[GIVEN TEXT]

If it’s hard to get butts to move into galleries and for people to go out and see contemporary, edgy works of art in your city, one way of going about things is to bring the proverbial mountain to Mohammad. Which is what this omnibus does by bringing excerpts from longer graphic narratives (not all of them being standard strip cartoons) and panels from art works (illustrations, photographs, paintings etc) between an easily accessible pair of covers.

What is overwhelmingly evident is the serious way in which this volume — the first among future anthologies — deals with being playful. The strip cartooned foreword itself marks this tone firmly as it presents the book’s manifesto: pictorial devices waging war against textual forms. A pictogram radiation warning sign lets out a blood-curdling war cry with a raised arm: “Obliterate Literature! Down with novels! Long live comics and picture books and graffiti and wacky art”. The ‘off-camera’ response in the same frame hints to the battle between image-based and text-based creatures that follows. The last frame shows that the battle has been lost for the ‘obliteracists’ but the war will continue. As it immediately does for the next 260 pages.

The range of graphic narratives on display in The Obliterary Journal is impressive. The standard comic book format is showcased in the excerpt from Jai Undurti’s (story) and Harsho Mohan Chattoraj’s (art) ‘The Hyderabad Graphic’ at the beginning of the book. The artwork is ‘traditional’ — black and white inkwork realism — but what makes it more than a usual story is the high literary tone of the narrative. We read: “There was this French guy who came up with ‘psychogeography’. According to him, it was the “study of the precise laws and specific effects of the geographical environment, consciously organised or not, on the emotions and behaviour of individuals.” Alone, it’s something interesting, but at the level of being told about a nice, ‘post-modern’ theory. In the frame though, coupled with the busy image of a bustling quarter of Hyderabad — where the eye is immediately drawn to the ‘Zero 2 Hero: Personality Development & Extra-Legal Income; Step in a zero, step out a hero’ billboard — the theory springs to life.

[INSTRUCTIONS]
[1] According to the review, who did the art for the excerpt from 'The Hyderabad Graphic'?
[2] Reproduce the passage of the review between "If it’s hard" and "pair of covers.", inclusive.
The listing has nothing to do with the review.

[DATA SECTION]
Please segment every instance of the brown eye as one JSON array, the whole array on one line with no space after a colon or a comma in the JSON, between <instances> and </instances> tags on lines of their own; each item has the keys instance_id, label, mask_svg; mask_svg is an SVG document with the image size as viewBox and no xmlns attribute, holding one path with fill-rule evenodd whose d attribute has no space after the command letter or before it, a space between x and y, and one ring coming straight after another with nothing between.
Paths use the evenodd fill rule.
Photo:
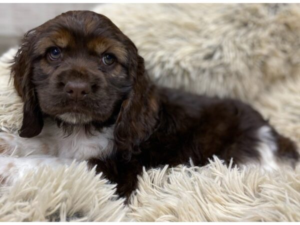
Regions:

[YOUR WRITTEN ANSWERS]
[1] Harsho Mohan Chattoraj

[2]
If it’s hard to get butts to move into galleries and for people to go out and see contemporary, edgy works of art in your city, one way of going about things is to bring the proverbial mountain to Mohammad. Which is what this omnibus does by bringing excerpts from longer graphic narratives (not all of them being standard strip cartoons) and panels from art works (illustrations, photographs, paintings etc) between an easily accessible pair of covers.